### Reading passage
>>>

Champix Side Effects – Dangers Of Popular Drug Used To Quit Smoking
Champix, the drug that reduces a smoker's desire for cigarettes, was launched in the UK a few months back.
I first told you about Champix in the spring of 2006, just as Pfizer was preparing to launch the new drug in the US (where it is known as Chantix). At that time, all systems were go based on long-term studies that found the drug to be effective for about 20 percent of subjects, compared to only 16 percent of subjects who used Zyban, another smoking cessation drug.
Unlike nicotine-replacement drugs, Champix takes the opposite strategy, blocking nicotine from binding to certain brain receptors. This action keeps nicotine from prompting the release of dopamine in the brain's pleasure centers - derailing the craving for another cigarette, and another, and another...
Champix Side Effects
As you might suspect, Champix users pay the piper with the risk of side effects. Common side effects listed on the drugs web site (under the US name Chantix) include nausea, constipation, gas, vomiting and changes in dreaming. (No specifics about what those 'changes' might be.)

<<<

### What to do
Extend the article on Champix side effects, starting after its last sentence.

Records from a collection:
>>>

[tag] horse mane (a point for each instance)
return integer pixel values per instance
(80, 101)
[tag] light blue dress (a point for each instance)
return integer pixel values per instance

<<<

### Response below
But that list just gets things started. Side effects listed as 'frequent,' include diarrhoea, gingivitis, chest pain, back pain, dizziness, anxiety, depression, emotional disorder, polyuria (excessive urination), menstrual disorder, and hypertension.
That's a pretty daunting list, considering the drug is only effective in the long term for about one in five users. But on the upside, a few Champix users may feel like they've hit the jackpot with an infrequent side effect described this way: 'Fewer than 1 out of 1,000 patients reported euphoria.'
For some smokers it might end up being easier to kick the cigarette habit than give up Champix-induced euphoria.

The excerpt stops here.